▶ _Work to be completed_: Find each of the lines below that contains the string "shelf" with the same capitalization, and copy every such line in full.

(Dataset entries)
□ □ □ □

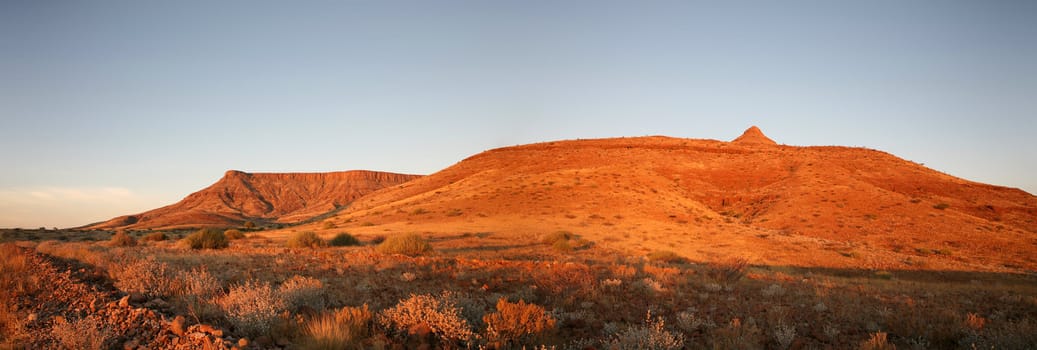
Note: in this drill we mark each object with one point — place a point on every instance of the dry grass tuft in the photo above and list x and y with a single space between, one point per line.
233 234
120 238
438 315
514 321
341 329
728 272
306 239
343 239
252 308
86 333
155 237
302 291
206 239
409 244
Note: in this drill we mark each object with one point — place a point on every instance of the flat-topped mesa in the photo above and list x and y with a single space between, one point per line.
754 136
240 197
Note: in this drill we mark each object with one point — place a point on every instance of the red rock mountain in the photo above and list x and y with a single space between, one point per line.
240 197
705 199
754 136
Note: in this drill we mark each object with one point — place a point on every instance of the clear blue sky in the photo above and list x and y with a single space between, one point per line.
115 107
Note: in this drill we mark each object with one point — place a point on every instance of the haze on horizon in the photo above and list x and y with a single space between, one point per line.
116 108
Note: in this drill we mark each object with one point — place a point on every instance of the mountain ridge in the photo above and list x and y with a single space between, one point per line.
241 197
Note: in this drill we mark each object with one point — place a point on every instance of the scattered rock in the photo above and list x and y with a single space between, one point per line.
178 326
208 329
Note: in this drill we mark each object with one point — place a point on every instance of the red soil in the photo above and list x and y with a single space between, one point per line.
707 200
280 198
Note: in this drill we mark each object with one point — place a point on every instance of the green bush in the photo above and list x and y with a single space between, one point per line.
306 239
409 244
156 236
206 239
344 239
233 234
120 238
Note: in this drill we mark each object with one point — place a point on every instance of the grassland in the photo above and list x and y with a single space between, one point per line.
74 289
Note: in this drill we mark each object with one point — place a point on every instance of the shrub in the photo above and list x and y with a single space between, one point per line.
155 236
252 308
437 315
306 239
344 239
341 329
120 238
876 342
198 282
557 236
302 291
206 239
650 336
233 234
146 276
86 333
513 321
562 245
409 244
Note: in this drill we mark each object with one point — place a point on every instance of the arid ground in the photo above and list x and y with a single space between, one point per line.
649 242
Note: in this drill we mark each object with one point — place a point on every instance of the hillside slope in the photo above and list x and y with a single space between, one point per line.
706 200
240 197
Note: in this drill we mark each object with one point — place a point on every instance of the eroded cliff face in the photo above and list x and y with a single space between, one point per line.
239 197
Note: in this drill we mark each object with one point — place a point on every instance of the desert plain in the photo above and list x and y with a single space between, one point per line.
647 242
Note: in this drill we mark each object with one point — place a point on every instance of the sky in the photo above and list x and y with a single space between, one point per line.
110 108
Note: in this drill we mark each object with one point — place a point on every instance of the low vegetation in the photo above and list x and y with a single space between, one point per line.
409 244
233 234
306 239
359 297
343 239
120 238
155 237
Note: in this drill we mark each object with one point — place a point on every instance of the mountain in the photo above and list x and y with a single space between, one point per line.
707 200
241 197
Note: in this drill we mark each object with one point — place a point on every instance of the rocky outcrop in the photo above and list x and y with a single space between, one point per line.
241 197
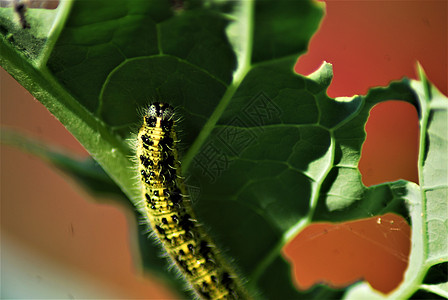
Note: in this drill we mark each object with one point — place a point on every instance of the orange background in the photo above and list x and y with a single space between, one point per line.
60 242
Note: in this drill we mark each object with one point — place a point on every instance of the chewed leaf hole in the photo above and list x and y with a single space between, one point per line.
374 249
390 151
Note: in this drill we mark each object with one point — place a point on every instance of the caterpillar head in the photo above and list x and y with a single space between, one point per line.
160 110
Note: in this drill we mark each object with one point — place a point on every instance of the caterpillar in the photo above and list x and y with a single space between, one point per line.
170 212
20 7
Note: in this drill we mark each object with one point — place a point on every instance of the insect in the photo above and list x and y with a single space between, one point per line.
20 8
170 212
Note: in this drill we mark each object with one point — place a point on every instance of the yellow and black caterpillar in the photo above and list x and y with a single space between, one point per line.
170 212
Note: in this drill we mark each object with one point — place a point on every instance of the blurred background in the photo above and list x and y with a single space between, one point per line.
57 241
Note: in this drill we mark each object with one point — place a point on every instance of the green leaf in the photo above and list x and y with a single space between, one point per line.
266 151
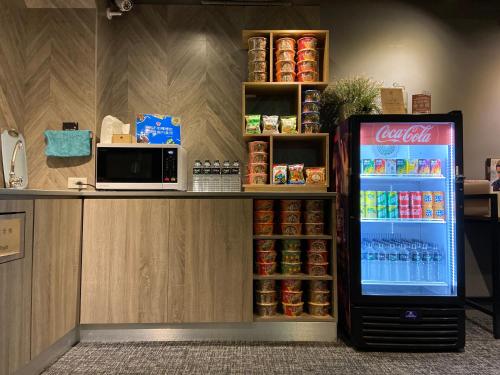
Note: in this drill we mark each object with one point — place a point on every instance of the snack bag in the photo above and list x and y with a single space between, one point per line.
296 174
315 175
279 174
252 124
288 124
270 124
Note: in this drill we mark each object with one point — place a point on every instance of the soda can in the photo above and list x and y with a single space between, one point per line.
381 198
392 198
412 165
390 166
428 213
370 198
439 214
424 166
392 211
371 212
435 166
416 212
404 198
404 212
401 166
427 198
368 166
379 166
416 198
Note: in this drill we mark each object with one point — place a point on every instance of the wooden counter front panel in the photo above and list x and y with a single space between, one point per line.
56 270
15 297
166 261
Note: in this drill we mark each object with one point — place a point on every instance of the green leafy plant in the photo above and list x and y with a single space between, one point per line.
347 97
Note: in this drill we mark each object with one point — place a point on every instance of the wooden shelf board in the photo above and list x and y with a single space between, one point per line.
300 276
302 318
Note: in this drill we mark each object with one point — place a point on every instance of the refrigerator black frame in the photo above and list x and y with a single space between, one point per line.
356 297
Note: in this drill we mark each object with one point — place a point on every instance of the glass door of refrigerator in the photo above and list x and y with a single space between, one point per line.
407 209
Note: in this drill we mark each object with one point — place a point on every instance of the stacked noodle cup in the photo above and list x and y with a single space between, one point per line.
257 62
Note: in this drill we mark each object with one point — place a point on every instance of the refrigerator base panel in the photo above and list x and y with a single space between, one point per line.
407 329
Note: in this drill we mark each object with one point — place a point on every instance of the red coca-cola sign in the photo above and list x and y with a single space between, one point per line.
407 133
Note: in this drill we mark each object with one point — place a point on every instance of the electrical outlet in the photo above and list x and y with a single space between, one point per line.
77 182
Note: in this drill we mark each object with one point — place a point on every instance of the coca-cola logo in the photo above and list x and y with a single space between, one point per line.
411 134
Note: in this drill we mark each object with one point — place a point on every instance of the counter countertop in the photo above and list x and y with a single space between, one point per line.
35 193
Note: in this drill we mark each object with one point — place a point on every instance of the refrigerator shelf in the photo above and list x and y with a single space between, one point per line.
404 221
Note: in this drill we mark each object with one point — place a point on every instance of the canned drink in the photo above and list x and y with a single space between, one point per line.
390 166
424 166
404 198
371 212
381 198
392 211
401 166
404 212
392 198
435 166
379 166
412 165
370 198
416 212
416 198
368 166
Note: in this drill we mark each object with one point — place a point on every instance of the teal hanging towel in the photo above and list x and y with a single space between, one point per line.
67 143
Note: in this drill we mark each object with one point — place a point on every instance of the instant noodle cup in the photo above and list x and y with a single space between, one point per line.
258 157
319 309
265 285
308 76
319 296
290 216
291 296
265 269
263 216
263 205
307 42
315 256
257 42
263 229
258 146
267 309
290 256
313 228
290 244
285 55
285 43
307 66
265 245
317 269
290 204
317 245
293 309
291 229
307 54
283 66
263 296
293 285
285 77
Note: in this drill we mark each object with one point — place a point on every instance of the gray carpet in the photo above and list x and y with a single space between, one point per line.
481 356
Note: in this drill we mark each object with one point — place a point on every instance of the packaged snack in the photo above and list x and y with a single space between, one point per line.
316 175
252 124
296 174
279 174
288 124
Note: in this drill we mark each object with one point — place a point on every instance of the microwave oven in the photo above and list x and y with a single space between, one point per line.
140 166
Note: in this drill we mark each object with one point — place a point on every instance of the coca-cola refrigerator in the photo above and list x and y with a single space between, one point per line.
400 231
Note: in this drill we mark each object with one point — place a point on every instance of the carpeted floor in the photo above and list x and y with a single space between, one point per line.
481 356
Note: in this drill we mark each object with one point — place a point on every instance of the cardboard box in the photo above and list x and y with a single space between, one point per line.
158 129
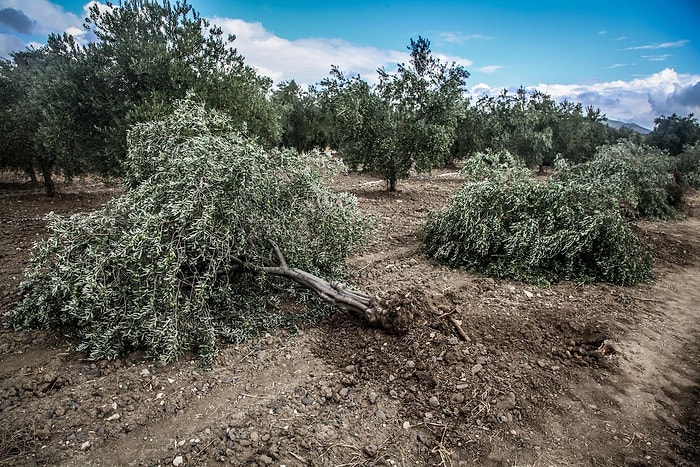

□ □ □ □

▶ _Exercise output_:
Note: in this drill we mark each object with one point — place a point on every instance of the wooden shelf board in the photo above and list x and y with a single space between, one point per line.
Note: in this drill we mark each object with one point — place a point on every instance of the refrigerator shelf in the photo above and list x and y with a single space between, one point per line.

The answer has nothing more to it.